- Problem details
Copy out the complete listing, word for word.

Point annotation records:
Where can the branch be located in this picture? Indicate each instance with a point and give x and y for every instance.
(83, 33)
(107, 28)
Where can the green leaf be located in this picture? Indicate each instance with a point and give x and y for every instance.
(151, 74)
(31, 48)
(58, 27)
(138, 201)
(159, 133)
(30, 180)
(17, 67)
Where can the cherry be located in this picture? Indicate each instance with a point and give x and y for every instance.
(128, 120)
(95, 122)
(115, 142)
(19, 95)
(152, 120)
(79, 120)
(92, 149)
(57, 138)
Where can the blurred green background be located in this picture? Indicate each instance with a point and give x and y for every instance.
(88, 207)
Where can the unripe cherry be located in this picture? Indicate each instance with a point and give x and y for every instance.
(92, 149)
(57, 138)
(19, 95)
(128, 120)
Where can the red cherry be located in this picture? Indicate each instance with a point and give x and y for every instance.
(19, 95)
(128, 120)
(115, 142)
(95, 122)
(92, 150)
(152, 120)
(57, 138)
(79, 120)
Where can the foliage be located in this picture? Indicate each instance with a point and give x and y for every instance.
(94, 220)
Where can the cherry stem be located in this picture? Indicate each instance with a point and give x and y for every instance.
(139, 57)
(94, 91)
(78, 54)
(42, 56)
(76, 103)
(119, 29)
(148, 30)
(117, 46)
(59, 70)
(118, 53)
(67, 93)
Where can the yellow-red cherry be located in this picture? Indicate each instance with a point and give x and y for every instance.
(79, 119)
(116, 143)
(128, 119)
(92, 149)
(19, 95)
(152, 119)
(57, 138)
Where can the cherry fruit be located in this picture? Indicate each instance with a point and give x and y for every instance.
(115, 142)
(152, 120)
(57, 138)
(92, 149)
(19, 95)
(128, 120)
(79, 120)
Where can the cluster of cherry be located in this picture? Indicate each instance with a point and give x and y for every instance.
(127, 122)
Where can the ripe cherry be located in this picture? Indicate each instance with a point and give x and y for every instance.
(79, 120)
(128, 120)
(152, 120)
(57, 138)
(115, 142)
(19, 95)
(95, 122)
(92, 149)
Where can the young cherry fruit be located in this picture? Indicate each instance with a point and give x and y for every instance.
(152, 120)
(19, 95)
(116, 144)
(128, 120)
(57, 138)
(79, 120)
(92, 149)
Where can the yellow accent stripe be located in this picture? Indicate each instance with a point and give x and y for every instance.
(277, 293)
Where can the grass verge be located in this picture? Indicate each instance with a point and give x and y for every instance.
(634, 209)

- The solution
Where can the branch be located in this picture? Indicate each instance with a point and give x and y for every instance.
(83, 33)
(107, 28)
Where can the green leaf be located in this picture? Indicate each instance with a point and give x and y for every instance.
(151, 74)
(31, 48)
(58, 27)
(138, 201)
(159, 133)
(30, 180)
(17, 67)
Where can the cherry be located in this picture? Indicate each instance with a point and give x and y for every instance.
(128, 120)
(95, 122)
(115, 142)
(19, 95)
(152, 120)
(79, 120)
(92, 149)
(57, 138)
Where can the blurred green background be located in this picture? Indicate each instance with a point and give x and y for every instance.
(88, 207)
Where can the unripe cherry be located in this picture? Indicate each instance with a point and give x and y for every instance.
(92, 149)
(57, 138)
(19, 95)
(128, 120)
Where can the red cherry be located in this picture? Indicate each instance with a point and give x and y for every instance.
(19, 95)
(128, 120)
(115, 142)
(95, 122)
(92, 150)
(152, 120)
(57, 138)
(79, 120)
Where can the foliage be located in this picture? Indicate each instance with a point and give x and y for every instance.
(94, 220)
Where can the cherry stem be located in this picture? Indicate each instance with a point and give x and y for every instance.
(139, 57)
(94, 91)
(78, 54)
(42, 56)
(76, 103)
(119, 29)
(148, 30)
(117, 46)
(59, 70)
(118, 53)
(67, 93)
Where can the yellow-red cherry be located in this picture? Indicate each instance with a point and give x and y for every instance.
(79, 119)
(116, 143)
(128, 119)
(92, 149)
(19, 95)
(152, 119)
(57, 138)
Where can the cherry fruit be located in this picture? Indicate each instance with a point and give x and y for every instance.
(115, 142)
(152, 120)
(57, 138)
(92, 149)
(19, 95)
(128, 120)
(79, 120)
Where can the cluster of cherry be located in this picture? Indicate each instance with a point and give x and y for every instance.
(127, 122)
Where can the ripe cherry be located in this picture? Indicate each instance with a point and give x and y for every instance.
(79, 120)
(128, 120)
(152, 120)
(57, 138)
(115, 142)
(19, 95)
(95, 122)
(92, 149)
Where can the young cherry fruit be located in this picture? Indicate each instance with a point and give x and y for every instance.
(152, 120)
(19, 95)
(116, 144)
(128, 120)
(57, 138)
(79, 120)
(92, 149)
Where can the yellow accent stripe be located in this picture? Indicate each instance with a point and give x and y for every instance.
(277, 293)
Where can the grass verge be located in this picture? Indicate each instance with a point and give x and y for every instance.
(634, 209)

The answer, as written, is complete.